Предоставленный отрывок:
☆ ☆ ☆ ☆ ☆

Мой рассказ о балтийских странах не почерпнут из книг или журналов. Первый свет, какой я видел в жизни, первый запах земли, первое дерево — были светом, запахом и деревом тамошних мест, потому что я родился там, в говорящей по-польски семье, на берегу реки с литовским названием. Эти события для меня так живы, как живо бывает только то, что читаешь по лицу и по глазам хорошо знакомых людей.
Нашествие испанцев было, наверно, ужасным событием для ацтеков. Обычаи завоевателей были непривычны, религиозные обряды — непонятны, пути, какими двигалась их мысль, непостижимы. Вторжение Красной Армии для эстонцев, латышей и литовцев было не меньшим потрясением. Правда, люди постарше помнили невеселые времена царизма — однако это ни в чем не напоминало царизм, это было стократ хуже. За те годы, которые отделяли Россию от падения царизма, она не приблизилась к Европе, но отдалилась — к принципам организации обществ, в Европе не известным. Мысли и реакции завоевателей были столь же чужды для завоеванных, как хитросплетения католической теологии и понятие кастильской чести для ацтеков.
Были назначены выборы в парламент. Выборы эти, однако, ни в чем не напоминали чего-либо известного прежде под этим названием. Был только один список кандидатов, выдвинутый новыми властями. Так зачем же города и деревни были засыпаны листовками и пропагандистскими брошюрами, зачем же репродукторы взывали днем и ночью, зачем украшенные портретами грузовики, зачем венки, митинги и трибуны? Если есть один список и нет никакого выбора, так зачем пропаганда? Люди ничего не понимали. В день выборов пошли, однако, дружно голосовать. Следовало пойти: отдав голос, ты получал в паспорте печать. Отсутствие этой печати в паспорте означало, что владелец паспорта — враг народа, он выказал свою злонамеренность, не хотел голосовать. Правда, население — наивное — старалось опускать бюллетени порванными, исчерканными, чтобы голоса оказались недействительными, но их голоса признавали действительными и означающими «да». Результат был внушительный. Первым действием так избранных парламентов стала просьба о включении республик в Советский Союз. Просьба эта была удовлетворена.

☆ ☆ ☆ ☆ ☆

Фрагмент данных:

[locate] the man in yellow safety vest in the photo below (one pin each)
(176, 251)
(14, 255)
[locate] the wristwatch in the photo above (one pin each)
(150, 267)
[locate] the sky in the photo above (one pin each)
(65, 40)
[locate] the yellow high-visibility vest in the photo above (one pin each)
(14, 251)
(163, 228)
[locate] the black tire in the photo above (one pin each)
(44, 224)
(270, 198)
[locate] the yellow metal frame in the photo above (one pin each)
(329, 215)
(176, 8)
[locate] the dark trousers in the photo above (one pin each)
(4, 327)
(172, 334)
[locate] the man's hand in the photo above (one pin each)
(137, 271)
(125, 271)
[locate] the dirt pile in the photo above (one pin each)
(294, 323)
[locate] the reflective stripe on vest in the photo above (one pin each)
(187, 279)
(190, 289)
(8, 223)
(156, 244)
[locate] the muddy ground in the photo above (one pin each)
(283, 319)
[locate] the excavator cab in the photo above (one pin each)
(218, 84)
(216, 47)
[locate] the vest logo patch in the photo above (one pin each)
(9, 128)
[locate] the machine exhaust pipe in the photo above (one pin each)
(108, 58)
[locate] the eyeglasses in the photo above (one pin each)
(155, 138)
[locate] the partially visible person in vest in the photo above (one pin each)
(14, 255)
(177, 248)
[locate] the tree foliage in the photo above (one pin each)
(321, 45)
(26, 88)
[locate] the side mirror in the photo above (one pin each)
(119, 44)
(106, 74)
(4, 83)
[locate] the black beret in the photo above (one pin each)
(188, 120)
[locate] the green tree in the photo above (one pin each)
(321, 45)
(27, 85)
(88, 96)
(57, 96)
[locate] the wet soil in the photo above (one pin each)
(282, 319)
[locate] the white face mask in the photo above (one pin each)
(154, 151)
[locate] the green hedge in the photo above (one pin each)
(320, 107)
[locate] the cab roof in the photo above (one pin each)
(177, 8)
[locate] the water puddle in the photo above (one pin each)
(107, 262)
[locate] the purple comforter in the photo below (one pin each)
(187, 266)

☆ ☆ ☆ ☆ ☆

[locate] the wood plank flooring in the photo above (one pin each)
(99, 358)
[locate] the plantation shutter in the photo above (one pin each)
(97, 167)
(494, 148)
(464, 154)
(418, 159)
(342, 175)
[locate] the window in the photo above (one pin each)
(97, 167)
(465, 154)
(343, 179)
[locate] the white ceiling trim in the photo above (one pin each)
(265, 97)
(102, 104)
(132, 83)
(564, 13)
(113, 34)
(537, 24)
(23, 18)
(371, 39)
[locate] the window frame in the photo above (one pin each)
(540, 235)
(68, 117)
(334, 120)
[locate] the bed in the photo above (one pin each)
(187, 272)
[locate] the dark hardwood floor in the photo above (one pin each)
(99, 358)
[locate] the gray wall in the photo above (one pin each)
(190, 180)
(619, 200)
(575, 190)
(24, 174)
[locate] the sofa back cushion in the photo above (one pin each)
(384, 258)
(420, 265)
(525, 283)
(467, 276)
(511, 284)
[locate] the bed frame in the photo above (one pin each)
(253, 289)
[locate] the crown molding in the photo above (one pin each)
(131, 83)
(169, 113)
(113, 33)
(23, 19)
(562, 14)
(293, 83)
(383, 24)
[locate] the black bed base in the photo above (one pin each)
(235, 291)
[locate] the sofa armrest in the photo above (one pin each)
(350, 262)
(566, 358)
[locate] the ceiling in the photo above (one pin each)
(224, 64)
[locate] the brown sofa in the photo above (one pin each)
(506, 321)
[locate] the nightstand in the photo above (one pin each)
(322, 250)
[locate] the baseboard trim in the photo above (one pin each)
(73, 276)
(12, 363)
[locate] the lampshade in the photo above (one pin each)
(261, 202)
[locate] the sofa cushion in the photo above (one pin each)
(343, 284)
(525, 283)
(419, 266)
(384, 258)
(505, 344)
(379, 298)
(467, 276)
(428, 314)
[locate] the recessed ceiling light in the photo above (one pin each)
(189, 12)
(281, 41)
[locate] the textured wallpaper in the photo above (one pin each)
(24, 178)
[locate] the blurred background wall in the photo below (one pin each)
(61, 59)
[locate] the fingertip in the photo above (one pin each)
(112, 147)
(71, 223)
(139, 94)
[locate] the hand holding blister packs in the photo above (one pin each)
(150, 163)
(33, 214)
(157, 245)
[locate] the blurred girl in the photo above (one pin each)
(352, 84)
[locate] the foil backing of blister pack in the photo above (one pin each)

☆ ☆ ☆ ☆ ☆

Выпишите дословно фрагмент отрывка о балтийских странах, начиная со слов «Мой рассказ о» и заканчивая словами «хорошо знакомых людей.».

Ответ к заданию:
Мой рассказ о балтийских странах не почерпнут из книг или журналов. Первый свет, какой я видел в жизни, первый запах земли, первое дерево — были светом, запахом и деревом тамошних мест, потому что я родился там, в говорящей по-польски семье, на берегу реки с литовским названием. Эти события для меня так живы, как живо бывает только то, что читаешь по лицу и по глазам хорошо знакомых людей.